Exercise goal ->
According to the notebook description, which measure is used to evaluate the models on the test set?

Supplied text ->
----

4. Run the cells in the notebook to see the data loading, model training, evaluation, and visualization steps.

## Notebook Structure

### Data Loading and Exploration

- **Loading the Iris dataset**: The dataset is loaded using `scikit-learn`'s built-in function.
- **Basic data exploration and visualization**: Initial exploration of the dataset, including summary statistics and pair plots to visualize the relationships between features.

### Data Preprocessing

- **Splitting the dataset**: The dataset is split into training and testing sets to evaluate the performance of the models.

### Model Training

- **K-Nearest Neighbors (KNN) Classifier**: Classifier implementing the k-nearest neighbors vote.
- **Multi-layer Perceptron (MLP) classifier**:This model optimizes the log-loss function using LBFGS or stochastic
gradient descent.
### Model Evaluation

- **Evaluating the models**: The models are evaluated using accuracy score on the test set.
- **Identifying incorrect predictions**: Incorrect predictions are identified and analyzed.

### Visualization

- **Plotting the classification results**: A scatter plot of the classification results is generated, highlighting the incorrectly classified samples.

### Accuracy Scores

The accuracy scores of the different classifiers on the test set are as follows:

- **K-Nearest Neighbors (KNN)**: $94.66$ %
- **Multi-layer Perceptron classifier (MLP)**: $96.00%$ %

----

[Saved entries]
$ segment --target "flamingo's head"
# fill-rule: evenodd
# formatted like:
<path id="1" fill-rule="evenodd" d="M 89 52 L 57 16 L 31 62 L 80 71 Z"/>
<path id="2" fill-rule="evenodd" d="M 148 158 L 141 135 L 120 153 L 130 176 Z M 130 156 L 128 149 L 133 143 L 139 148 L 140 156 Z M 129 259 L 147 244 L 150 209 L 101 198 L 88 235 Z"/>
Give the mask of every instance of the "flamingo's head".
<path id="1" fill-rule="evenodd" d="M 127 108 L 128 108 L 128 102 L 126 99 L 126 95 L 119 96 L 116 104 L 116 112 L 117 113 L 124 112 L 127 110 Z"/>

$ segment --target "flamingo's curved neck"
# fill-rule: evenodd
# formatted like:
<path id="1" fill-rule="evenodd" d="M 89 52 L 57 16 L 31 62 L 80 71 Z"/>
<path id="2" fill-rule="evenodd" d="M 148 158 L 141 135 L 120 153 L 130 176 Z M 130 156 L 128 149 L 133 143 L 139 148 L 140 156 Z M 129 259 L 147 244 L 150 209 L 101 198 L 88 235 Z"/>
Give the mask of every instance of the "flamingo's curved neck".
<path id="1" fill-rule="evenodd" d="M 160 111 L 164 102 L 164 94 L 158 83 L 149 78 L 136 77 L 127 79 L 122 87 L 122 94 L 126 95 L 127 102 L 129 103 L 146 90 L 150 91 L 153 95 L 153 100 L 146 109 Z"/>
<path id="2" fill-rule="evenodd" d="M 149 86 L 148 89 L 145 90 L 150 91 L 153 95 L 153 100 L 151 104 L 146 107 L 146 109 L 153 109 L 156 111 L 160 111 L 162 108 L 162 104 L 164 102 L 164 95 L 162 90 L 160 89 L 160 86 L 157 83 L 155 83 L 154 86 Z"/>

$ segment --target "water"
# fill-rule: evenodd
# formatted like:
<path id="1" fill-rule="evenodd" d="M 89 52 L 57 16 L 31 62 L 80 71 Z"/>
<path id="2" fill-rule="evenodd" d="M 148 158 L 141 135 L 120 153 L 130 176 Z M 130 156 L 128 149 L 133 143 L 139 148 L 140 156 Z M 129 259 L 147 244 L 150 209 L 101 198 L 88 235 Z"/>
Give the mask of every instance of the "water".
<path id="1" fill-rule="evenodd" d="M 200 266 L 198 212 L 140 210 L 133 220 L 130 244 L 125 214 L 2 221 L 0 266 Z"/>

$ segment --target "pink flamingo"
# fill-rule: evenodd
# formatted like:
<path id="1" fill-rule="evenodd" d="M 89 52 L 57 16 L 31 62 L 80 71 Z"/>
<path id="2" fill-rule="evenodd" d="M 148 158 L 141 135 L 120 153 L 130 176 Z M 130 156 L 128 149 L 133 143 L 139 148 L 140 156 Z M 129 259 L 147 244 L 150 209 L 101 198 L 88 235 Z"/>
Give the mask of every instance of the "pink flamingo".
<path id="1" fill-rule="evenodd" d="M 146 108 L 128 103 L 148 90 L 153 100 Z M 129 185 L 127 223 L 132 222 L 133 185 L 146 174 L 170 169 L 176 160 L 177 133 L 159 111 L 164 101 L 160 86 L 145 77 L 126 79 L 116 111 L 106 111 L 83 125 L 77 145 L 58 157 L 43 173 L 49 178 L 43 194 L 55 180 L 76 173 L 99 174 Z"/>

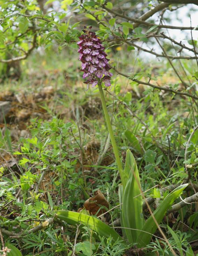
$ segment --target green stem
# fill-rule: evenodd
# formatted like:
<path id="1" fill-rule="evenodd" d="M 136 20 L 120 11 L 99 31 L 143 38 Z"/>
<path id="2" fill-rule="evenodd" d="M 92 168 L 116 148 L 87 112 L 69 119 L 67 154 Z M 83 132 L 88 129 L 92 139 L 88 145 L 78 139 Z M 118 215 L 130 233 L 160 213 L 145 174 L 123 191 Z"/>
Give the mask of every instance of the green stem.
<path id="1" fill-rule="evenodd" d="M 109 114 L 108 113 L 108 111 L 107 110 L 107 108 L 106 104 L 105 98 L 104 97 L 104 95 L 103 93 L 103 90 L 102 89 L 101 82 L 98 82 L 98 86 L 100 94 L 102 105 L 102 106 L 103 110 L 104 111 L 104 117 L 106 120 L 107 127 L 108 128 L 108 129 L 109 130 L 109 134 L 110 135 L 111 141 L 111 144 L 112 144 L 112 146 L 113 147 L 113 152 L 114 153 L 115 157 L 116 157 L 116 160 L 117 163 L 117 165 L 118 166 L 118 168 L 120 176 L 121 181 L 122 183 L 123 183 L 123 181 L 122 180 L 123 175 L 122 175 L 123 169 L 122 162 L 120 158 L 119 153 L 118 149 L 115 138 L 114 137 L 114 135 L 113 135 L 113 129 L 112 129 L 112 127 L 111 126 L 110 118 L 109 118 Z"/>

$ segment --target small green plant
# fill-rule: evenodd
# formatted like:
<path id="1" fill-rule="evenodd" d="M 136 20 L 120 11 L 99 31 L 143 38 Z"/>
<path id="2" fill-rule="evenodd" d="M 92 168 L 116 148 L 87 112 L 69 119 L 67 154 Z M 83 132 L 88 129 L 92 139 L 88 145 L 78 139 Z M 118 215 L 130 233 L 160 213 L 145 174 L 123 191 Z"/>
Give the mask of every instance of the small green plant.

----

Result ->
Accuracy score.